● DOCUMENT EXCERPT
++++++++

Others with a completely opposite agenda also call themselves Catholic, but fail to avoid the socialist error, with their state-driven income-redistribution or welfare programs (as opposed to actual ownership of real property capable of being passed on, productive of value, appreciable) and further betray the faith in another way with their support for gay lifestyle and their compromise on abortion, among many other value issues.

Neither side is correct, and it is arguable that they truly represent Catholic teaching, but they have managed to make fighting words of the venerable Catholic term ‘social justice.’  They influence other Catholics to make common cause with protestant economists whose philosophical foundations support capitalism unrestrained in any way, even when the developments contribute to an un-free market. They cause Catholics to desert Christ’s poor, who will still need housing long after the sub-prime meltdown is doused.

It was therefore refreshing, to say the least, to find one group that seems to offer working people a ray of hope both economically and morally. They have a political party called the American Revolutionary Party, or ARP, another associated website called the Center for Economic and Social Justice, and a magazine called  The Social Justice Review: A Pioneer Journal of Catholic Social Action.  Their economic program is not a bailout of the big banks, but instead a way to encourage the widest distribution of ownership of new capital in such a way that future bailouts will be unnecessary.  The plan just adopted by the US does nothing to address the drastically concentrated ownership in key industries that made failure unthinkable and necessitated state-intervention.

The political name, by the way, for this situation, the one we have just faced where we watched our government conclude that they had no choice but to impoverish taxpayers at the expense of Wall Street, is fascism.

No,  no not the little-mustache fascism with its Jewish fetish, the new fascism rather that goes with the twenty-first century, a  fascism of the Fifth Element:  all the porn and drugs and toys you can afford, but never have love, never have safety, never dignity, AND NEVER OWNERSHIP. The State stands ever-ready to protect the homefires  of the Rich, and the poor are racked and stacked and fed in like cordwood as needed. You know, that fascism. Timeless and so chic.

++++++++

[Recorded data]

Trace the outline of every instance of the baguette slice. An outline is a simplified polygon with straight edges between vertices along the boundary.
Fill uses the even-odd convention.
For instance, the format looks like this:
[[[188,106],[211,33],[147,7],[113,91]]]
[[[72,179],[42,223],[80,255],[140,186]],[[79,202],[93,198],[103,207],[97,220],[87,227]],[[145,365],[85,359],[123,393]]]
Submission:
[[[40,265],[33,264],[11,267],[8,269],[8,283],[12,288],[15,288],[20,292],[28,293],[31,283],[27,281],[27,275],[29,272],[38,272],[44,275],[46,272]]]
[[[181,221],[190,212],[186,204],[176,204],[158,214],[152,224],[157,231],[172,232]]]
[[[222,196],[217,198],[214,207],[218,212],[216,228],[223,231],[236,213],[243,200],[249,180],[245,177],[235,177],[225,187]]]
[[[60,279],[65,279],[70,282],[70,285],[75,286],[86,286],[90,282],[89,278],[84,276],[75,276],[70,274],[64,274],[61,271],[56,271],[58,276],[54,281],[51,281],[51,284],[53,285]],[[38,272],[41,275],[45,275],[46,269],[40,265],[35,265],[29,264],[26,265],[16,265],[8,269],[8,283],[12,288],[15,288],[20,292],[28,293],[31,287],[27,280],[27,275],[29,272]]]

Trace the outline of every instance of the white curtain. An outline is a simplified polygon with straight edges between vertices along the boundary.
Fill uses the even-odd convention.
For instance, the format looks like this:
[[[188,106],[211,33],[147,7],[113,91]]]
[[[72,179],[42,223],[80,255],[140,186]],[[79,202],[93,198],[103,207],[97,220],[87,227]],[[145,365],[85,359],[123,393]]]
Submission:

++++++++

● EXERCISES TO COMPLETE
- A) Lay out the lines of the listing from the line containing "Trace the outline of every instance of the white" through the end of the listing as a numbered list, leaving out any blank lines.
- B) Continue the piece on Catholic social justice, picking up after its final sentence.
The piece on Catholic social justice has no connection to the listing.

● ANSWERS BELOW
- A)
1. Trace the outline of every instance of the white curtain. An outline is a simplified polygon with straight edges between vertices along the boundary.
2. Fill uses the even-odd convention.
3. For instance, the format looks like this:
4. [[[188,106],[211,33],[147,7],[113,91]]]
5. [[[72,179],[42,223],[80,255],[140,186]],[[79,202],[93,198],[103,207],[97,220],[87,227]],[[145,365],[85,359],[123,393]]]
6. Submission:

- B)
This group’s analysis indicts the current system and its bailout, maintaining that such a collapse is the inevitable outcome of the stock market’s dependence on ever-increasing valuation of stocks, with the possibilities of fraud (as in the deliberate unfair manipulation of share prices, fueled by the practice of tying executive compensation to stock option packages rather than fixed salaries) and the fact that ‘secondary issuances’ are pieces of paper only, linked to no real assets, not backed by value, empty and therefore always dangerously close to disappearing.  It is all backed by debt, this so-called free market, and its so-called democratic government, too. And the group convincingly links our broken system, with its ever-increasing gap between the rich and the poor, to world-wide resentment against the US, and the guarantee thus of war, and future war, and finally, Eternal War.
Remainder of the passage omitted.